> [TASKS AND EXERCISES]:
• a. Copy from the Lana Del Rey album review the passage that opens with the words containing "Lana Del Rey ‘Did" and closes with "her this time.".
• b. Pick up the Lana Del Rey album review after its last sentence and keep writing.

> [EXTRACT]:
>>>>>

Lana Del Rey ‘Did You Know That There’s a Tunnel Under Ocean Blvd’ review
On her ninth album, Lana Del Rey embraces her light and emerges as powerful as she's ever been
Now that she is on her ninth studio album, the question is not whether Lana Del Rey is considered one of the greatest living songwriters – that is not in doubt – but more where the muse has decided to take her this time.
Did you know that there’s a tunnel under Ocean Blvd seems to say that Del Rey is somewhat sated. Her eternal theme – the seemingly never-ending search for a transcendent and perfect romance – is still present here, but she also directs her gaze onto subjects we have heard her discuss less in the past, including God (one interlude features the celebrity pastor Judah Smith delivering a church sermon on God-as-artist) and her family. The implication is, perhaps, that for Del Rey, there is now peace, satisfaction and inspiration to be found in all kinds of love: in adoring her sister Caroline’s baby, in feeling God near to her, and, as she does across this record, in coming into communion with other artists.

<<<<<

> [SUPPLIED MATERIAL]:
>>>>>

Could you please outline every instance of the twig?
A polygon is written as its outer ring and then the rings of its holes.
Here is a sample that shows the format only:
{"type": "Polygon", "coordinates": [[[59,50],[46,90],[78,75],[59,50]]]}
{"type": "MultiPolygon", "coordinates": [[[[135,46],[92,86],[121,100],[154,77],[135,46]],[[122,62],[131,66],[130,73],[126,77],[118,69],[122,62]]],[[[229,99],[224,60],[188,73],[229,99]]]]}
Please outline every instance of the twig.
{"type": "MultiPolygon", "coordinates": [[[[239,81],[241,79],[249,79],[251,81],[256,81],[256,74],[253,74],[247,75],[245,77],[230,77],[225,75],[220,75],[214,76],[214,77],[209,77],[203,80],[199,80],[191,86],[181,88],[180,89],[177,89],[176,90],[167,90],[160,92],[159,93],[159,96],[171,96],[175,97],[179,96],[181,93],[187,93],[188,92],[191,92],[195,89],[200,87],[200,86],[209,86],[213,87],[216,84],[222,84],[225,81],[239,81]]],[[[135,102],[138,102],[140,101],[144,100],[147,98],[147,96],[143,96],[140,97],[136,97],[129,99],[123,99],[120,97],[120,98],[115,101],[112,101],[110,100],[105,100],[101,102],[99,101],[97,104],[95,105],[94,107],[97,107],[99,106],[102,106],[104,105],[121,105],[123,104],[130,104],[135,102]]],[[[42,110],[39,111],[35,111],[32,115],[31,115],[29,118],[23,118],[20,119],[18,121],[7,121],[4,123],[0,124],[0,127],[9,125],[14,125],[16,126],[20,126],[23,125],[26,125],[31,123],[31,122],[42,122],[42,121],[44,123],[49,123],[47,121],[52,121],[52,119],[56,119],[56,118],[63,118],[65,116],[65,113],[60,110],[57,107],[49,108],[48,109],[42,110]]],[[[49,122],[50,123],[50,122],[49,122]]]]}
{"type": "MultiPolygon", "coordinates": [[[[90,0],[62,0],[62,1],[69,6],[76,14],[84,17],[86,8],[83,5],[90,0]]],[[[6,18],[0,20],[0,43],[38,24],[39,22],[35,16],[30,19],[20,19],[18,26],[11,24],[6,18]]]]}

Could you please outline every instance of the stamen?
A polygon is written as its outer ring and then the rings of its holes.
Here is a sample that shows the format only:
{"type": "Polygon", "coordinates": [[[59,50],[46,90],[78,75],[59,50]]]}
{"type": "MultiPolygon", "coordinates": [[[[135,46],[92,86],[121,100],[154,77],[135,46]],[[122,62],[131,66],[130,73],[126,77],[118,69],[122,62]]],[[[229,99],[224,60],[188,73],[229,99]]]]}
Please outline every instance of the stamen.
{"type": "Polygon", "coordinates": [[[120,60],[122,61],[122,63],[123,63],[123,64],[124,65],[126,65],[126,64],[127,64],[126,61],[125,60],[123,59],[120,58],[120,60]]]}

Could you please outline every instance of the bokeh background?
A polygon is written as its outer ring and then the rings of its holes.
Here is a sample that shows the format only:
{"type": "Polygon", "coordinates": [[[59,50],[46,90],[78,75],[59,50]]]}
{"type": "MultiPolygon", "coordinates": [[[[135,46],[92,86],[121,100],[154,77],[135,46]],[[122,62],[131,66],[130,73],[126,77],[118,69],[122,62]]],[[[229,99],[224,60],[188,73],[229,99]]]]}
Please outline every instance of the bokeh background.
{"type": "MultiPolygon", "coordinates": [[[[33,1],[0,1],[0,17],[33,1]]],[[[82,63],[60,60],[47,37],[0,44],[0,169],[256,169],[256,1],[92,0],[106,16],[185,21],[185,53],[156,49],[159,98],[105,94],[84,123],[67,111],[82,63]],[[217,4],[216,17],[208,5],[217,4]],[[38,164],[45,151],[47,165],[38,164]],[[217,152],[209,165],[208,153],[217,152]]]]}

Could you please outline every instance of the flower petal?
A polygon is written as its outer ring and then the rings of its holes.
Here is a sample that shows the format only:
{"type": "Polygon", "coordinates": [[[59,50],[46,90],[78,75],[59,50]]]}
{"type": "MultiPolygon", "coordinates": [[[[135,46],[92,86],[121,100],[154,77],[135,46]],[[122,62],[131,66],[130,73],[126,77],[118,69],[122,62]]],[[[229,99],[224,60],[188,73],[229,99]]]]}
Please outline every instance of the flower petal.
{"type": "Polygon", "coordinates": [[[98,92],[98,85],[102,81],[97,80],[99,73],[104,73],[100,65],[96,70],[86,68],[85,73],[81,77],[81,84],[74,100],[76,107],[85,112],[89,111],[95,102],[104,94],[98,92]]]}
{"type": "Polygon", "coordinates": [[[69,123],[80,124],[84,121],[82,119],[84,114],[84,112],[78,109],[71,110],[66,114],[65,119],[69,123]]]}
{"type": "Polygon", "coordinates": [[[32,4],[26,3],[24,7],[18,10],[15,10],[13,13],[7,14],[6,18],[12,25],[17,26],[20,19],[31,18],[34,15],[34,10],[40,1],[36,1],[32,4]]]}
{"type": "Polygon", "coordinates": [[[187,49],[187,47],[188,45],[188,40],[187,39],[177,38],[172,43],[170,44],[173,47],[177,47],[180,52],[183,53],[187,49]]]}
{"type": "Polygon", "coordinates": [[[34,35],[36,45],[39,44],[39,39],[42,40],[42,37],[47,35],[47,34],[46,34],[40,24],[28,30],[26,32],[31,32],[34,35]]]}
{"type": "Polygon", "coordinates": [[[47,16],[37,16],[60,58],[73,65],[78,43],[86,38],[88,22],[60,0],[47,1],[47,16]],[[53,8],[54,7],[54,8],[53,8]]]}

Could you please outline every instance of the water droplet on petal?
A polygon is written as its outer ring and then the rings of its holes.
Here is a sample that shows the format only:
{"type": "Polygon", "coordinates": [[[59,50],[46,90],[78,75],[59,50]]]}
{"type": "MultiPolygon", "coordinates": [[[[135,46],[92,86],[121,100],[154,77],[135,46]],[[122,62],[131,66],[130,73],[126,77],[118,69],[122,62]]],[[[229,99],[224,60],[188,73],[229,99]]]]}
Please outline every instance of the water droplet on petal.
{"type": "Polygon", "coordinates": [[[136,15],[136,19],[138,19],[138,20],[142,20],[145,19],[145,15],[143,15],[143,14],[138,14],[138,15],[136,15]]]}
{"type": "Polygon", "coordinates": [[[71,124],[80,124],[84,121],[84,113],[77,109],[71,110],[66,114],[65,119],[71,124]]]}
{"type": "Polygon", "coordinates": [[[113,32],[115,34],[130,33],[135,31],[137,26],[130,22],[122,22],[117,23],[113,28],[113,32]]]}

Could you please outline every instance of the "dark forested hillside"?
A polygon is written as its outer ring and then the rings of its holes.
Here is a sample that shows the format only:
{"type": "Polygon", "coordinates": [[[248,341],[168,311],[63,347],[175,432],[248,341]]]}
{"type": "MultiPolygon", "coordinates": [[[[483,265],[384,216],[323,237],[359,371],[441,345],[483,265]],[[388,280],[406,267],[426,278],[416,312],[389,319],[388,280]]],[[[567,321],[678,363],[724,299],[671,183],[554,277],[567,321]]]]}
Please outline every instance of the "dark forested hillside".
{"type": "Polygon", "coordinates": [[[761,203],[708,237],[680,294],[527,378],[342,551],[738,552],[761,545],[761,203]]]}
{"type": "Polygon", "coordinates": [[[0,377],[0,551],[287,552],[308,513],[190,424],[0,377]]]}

<<<<<

> [YOUR RESPONSES]:
• a.
Lana Del Rey ‘Did You Know That There’s a Tunnel Under Ocean Blvd’ review
On her ninth album, Lana Del Rey embraces her light and emerges as powerful as she's ever been
Now that she is on her ninth studio album, the question is not whether Lana Del Rey is considered one of the greatest living songwriters – that is not in doubt – but more where the muse has decided to take her this time.

• b.
Indeed, throughout Did you know that there’s a tunnel under Ocean Blvd, Del Rey’s many collaborators are front and centre. Their names appear in large, unmissable font on the album’s artwork, and the first sound we hear on the record, via opener ‘The Grants’, is not the signature Hollywood drawl we expect, but the voices of singers Melodye Perry, Pattie Howard and Shikena Jones, singing the refrain that Del Rey later picks up: “I’m gonna take mind of you with me.”
Everyone on the record helps to tease Del Rey into different places. ‘Let the Light In’, her duet with Father John Misty – another titan of the Tumblr era – bears some of his jaunty trademarks, which work just as well for Del Rey, while a sample of Tommy Genesis’ ‘Angelina’ informs ‘Peppers’, a sunny, bouncy, brilliant song, on which she declares “I’m in love!” and may well have bottled the very sound of that feeling.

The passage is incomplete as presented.